Substitute "marker point" for "keypoint" throughout all of the entries below, and reproduce everything else unchanged.

§ Data to process:

START

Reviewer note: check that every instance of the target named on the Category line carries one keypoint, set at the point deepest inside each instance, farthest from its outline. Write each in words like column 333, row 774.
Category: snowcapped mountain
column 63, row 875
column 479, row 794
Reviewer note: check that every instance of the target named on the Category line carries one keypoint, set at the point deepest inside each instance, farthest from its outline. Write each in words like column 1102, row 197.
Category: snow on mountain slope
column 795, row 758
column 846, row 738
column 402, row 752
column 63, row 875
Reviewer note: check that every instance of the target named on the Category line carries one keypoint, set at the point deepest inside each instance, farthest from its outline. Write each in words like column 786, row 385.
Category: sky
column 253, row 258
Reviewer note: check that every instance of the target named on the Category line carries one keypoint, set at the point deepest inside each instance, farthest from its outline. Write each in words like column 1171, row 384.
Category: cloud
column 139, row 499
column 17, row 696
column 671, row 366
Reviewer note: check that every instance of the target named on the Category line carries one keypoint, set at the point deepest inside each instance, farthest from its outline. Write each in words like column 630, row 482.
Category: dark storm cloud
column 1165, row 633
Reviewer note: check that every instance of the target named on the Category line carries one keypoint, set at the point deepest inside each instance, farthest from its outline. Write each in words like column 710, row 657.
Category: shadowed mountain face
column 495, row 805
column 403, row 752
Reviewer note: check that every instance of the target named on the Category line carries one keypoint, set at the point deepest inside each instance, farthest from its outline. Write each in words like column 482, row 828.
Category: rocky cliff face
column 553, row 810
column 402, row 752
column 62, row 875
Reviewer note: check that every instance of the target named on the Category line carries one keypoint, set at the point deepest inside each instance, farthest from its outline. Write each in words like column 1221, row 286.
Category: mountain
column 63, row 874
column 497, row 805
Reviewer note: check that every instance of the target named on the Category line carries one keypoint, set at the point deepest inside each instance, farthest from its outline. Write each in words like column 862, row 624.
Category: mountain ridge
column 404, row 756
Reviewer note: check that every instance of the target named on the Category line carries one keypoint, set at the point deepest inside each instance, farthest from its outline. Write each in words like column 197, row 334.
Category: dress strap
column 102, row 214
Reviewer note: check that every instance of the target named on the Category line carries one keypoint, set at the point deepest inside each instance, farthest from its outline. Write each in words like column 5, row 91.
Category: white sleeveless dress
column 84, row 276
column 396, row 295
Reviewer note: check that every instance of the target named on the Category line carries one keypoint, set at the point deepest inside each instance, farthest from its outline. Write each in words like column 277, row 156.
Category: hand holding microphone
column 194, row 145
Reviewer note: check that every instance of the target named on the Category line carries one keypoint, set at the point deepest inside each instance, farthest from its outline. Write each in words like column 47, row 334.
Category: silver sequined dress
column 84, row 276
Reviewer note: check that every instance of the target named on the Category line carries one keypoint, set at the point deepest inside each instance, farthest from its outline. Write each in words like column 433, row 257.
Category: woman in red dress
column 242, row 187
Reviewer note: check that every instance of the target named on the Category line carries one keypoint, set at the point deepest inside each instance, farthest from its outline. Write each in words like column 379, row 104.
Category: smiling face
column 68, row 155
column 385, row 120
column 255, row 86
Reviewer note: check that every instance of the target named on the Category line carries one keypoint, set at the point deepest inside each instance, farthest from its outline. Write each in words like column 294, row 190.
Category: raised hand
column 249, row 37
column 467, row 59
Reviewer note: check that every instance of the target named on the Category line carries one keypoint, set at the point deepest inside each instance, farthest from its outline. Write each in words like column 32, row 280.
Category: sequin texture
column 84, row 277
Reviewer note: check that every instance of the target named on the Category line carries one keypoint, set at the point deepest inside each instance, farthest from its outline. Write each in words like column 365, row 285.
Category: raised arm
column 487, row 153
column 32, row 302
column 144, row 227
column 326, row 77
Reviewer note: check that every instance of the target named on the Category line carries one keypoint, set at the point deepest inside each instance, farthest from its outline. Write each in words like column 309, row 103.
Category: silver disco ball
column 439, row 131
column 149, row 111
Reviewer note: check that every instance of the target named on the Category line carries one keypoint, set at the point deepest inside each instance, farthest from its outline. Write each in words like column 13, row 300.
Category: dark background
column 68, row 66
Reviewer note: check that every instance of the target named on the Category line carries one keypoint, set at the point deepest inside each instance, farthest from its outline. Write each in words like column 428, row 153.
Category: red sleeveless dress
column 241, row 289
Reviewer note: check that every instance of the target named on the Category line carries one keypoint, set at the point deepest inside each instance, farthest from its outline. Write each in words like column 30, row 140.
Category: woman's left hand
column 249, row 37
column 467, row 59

END

§ Expected answer:
Reviewer note: check that every instance of the target named on the Category line carries one marker point, set at the point deepest inside each instance, farthest from its outline. Write each in words like column 333, row 774.
Category: snowcapped mountain
column 63, row 875
column 479, row 794
Reviewer note: check that every instance of the target named on the Category line carries one marker point, set at the point deepest inside each instance, farthest from its outline. Write each in words like column 1102, row 197.
Category: snow on mountain slope
column 795, row 758
column 846, row 738
column 402, row 752
column 63, row 875
Reviewer note: check that every instance of the target named on the Category line carries one marker point, set at the point deepest inside each instance, farthest from its outline. Write each in words like column 786, row 385.
Category: sky
column 253, row 258
Reviewer note: check that every instance of the target named on the Category line carries one marker point, set at the point deepest inside each instance, farthest from its outline. Write each in words like column 1171, row 384.
Category: cloud
column 139, row 499
column 17, row 696
column 671, row 366
Reviewer note: check that every instance of the target named on the Category line carries one marker point, set at the point deepest inside each instance, farthest from its outline. Write each in words like column 630, row 482.
Category: dark storm cloud
column 1165, row 633
Reviewer note: check that every instance of the target named on the Category line carries one marker point, set at the point deepest inside each instance, farthest from its outline. Write each in words like column 710, row 657.
Category: shadowed mountain face
column 495, row 805
column 403, row 752
Reviewer note: check that every instance of the target named on the Category line carries one marker point, set at the point deepest inside each instance, farthest from its outline. Write each in words like column 482, row 828.
Category: rocky cliff face
column 553, row 810
column 402, row 752
column 62, row 875
Reviewer note: check that every instance of the target named on the Category line carries one marker point, set at the point deepest inside each instance, farthest from its outline. Write each in words like column 1221, row 286.
Category: mountain
column 63, row 874
column 497, row 805
Reviewer note: check that every instance of the target named on the Category line carries one marker point, set at the point deepest inside each instance, farthest from its outline. Write each in words like column 862, row 624.
Category: mountain ridge
column 404, row 756
Reviewer note: check that every instance of the target named on the Category line carries one marker point, set at the point deepest inside each instance, farthest from its outline. Write each in words like column 197, row 334.
Category: dress strap
column 102, row 214
Reviewer note: check that every instance of the target named on the Category line carries one marker point, set at the point deepest inside each instance, farthest from its outline. Write each in words like column 5, row 91.
Category: white sleeveless dress
column 84, row 276
column 396, row 295
Reviewer note: check that every instance of the target named on the Category line carries one marker point, set at the point deepest inside each instance, farthest from its outline. Write each in words like column 277, row 156.
Category: hand holding microphone
column 194, row 145
Reviewer note: check that every instance of the target named on the Category line carries one marker point, set at the point deepest inside each instance, farthest from its outline. Write each in words like column 47, row 334.
Category: silver sequined dress
column 84, row 276
Reviewer note: check that every instance of the target named on the Category line carries one marker point, set at the point deepest inside each instance, farthest from its outline. Write each in words like column 433, row 257.
Category: woman in red dress
column 242, row 187
Reviewer note: check that every instance of the target named on the Category line carries one marker point, set at the point deepest inside each instance, farthest from its outline. Write each in words like column 379, row 104.
Category: smiling face
column 68, row 155
column 385, row 120
column 255, row 86
Reviewer note: check that every instance of the target named on the Category line carries one marker point, set at the point deepest inside each instance, farthest from its outline. Write each in words like column 294, row 190.
Category: raised hand
column 249, row 37
column 467, row 59
Reviewer note: check that every instance of the target named on the Category line carries one marker point, set at the point deepest inside each instance, farthest from its outline. Write each in words like column 32, row 280.
Category: sequin texture
column 84, row 277
Reviewer note: check that every instance of the target named on the Category line carries one marker point, set at the point deepest inside each instance, farthest from its outline. Write each in words like column 365, row 285.
Category: raised arm
column 487, row 153
column 32, row 302
column 144, row 227
column 326, row 77
Reviewer note: check that every instance of the target named on the Category line carries one marker point, set at the point deepest inside each instance, farthest from its outline. Write each in words like column 309, row 103.
Category: silver disco ball
column 439, row 131
column 149, row 111
Reviewer note: check that every instance of the target named on the Category line carries one marker point, set at the point deepest inside each instance, farthest from its outline. Write each in words like column 13, row 300.
Category: dark background
column 68, row 66
Reviewer note: check that every instance of the target named on the Category line carries one marker point, set at the point deepest inside each instance, farthest from its outline. Write each in words like column 428, row 153.
Category: red sleeveless dress
column 241, row 289
Reviewer note: check that every instance of the target named on the Category line carries one marker point, set at the point deepest inside each instance, farthest from its outline. Write each in words like column 30, row 140.
Category: woman's left hand
column 249, row 37
column 467, row 59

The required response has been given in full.